What the exercise asks -> Reproduce the listing below with "object" substituted for each occurrence of "instance", leaving every other character unchanged.

Material shown ->
----
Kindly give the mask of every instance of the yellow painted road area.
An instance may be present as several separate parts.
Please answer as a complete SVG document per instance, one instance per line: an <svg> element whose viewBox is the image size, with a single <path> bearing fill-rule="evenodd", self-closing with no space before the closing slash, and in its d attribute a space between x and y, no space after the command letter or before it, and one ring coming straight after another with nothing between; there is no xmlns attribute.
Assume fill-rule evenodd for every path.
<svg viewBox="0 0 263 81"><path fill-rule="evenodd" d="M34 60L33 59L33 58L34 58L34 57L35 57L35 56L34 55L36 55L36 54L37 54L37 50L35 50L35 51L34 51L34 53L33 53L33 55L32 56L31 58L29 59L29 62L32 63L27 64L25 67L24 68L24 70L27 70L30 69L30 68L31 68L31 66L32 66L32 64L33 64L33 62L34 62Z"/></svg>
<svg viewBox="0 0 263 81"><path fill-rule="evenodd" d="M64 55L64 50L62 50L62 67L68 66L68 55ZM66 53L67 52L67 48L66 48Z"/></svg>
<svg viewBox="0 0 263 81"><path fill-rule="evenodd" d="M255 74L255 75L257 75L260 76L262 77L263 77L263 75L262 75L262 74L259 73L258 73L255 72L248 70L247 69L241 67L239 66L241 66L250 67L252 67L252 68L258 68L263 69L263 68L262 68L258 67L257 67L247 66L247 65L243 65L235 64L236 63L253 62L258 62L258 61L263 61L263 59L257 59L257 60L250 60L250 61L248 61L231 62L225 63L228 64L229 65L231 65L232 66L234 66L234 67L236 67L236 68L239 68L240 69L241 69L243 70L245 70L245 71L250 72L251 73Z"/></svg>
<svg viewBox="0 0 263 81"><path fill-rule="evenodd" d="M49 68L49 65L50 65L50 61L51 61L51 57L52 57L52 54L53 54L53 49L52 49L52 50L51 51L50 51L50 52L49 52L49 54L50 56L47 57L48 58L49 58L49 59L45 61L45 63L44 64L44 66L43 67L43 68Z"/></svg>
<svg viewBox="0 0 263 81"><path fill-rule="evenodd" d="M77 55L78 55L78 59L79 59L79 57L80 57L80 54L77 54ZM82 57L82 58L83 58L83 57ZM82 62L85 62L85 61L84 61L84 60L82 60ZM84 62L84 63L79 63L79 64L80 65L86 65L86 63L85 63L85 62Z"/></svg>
----
Solution for this task ->
Kindly give the mask of every object of the yellow painted road area.
An object may be present as several separate parts.
Please answer as a complete SVG document per object, one object per line: an <svg> element whose viewBox is the image size, with a single <path> bearing fill-rule="evenodd", self-closing with no space before the closing slash, and in its d attribute a space between x and y, no space after the command letter or before it, and one ring coming straight after another with nothing between; there is no xmlns attribute.
Assume fill-rule evenodd for every path.
<svg viewBox="0 0 263 81"><path fill-rule="evenodd" d="M34 60L33 59L33 58L34 58L34 57L35 57L35 56L34 55L36 55L36 54L37 54L37 50L35 50L35 51L34 51L34 53L33 53L33 55L32 56L31 58L29 59L29 62L32 63L27 64L25 67L24 68L24 70L27 70L30 69L30 68L31 68L31 66L32 66L32 64L33 64L33 62L34 62Z"/></svg>
<svg viewBox="0 0 263 81"><path fill-rule="evenodd" d="M64 55L64 50L62 50L62 67L68 66L68 55ZM66 53L67 52L67 48L66 48Z"/></svg>
<svg viewBox="0 0 263 81"><path fill-rule="evenodd" d="M255 74L255 75L257 75L260 76L262 77L263 77L263 75L262 75L262 74L259 73L258 73L255 72L248 70L247 69L241 67L239 66L241 66L250 67L252 67L252 68L258 68L263 69L263 68L262 68L258 67L257 67L247 66L247 65L243 65L235 64L236 63L253 62L258 62L258 61L263 61L263 59L257 59L257 60L250 60L250 61L248 61L231 62L225 63L228 64L229 65L231 65L232 66L234 66L234 67L236 67L236 68L239 68L240 69L241 69L243 70L245 70L245 71L250 72L251 73Z"/></svg>
<svg viewBox="0 0 263 81"><path fill-rule="evenodd" d="M49 68L49 65L50 65L50 61L51 61L51 57L52 57L52 54L53 54L53 49L52 49L52 50L51 51L50 51L50 52L49 52L49 54L50 56L47 57L48 58L49 58L49 59L45 61L45 63L44 64L44 66L43 67L43 68Z"/></svg>
<svg viewBox="0 0 263 81"><path fill-rule="evenodd" d="M77 55L78 55L78 59L79 59L79 57L80 57L80 54L77 54ZM82 57L82 58L83 58L83 57ZM82 62L85 62L85 61L84 61L84 60L82 60ZM84 62L84 63L79 63L79 64L80 65L86 65L86 63L85 63L85 62Z"/></svg>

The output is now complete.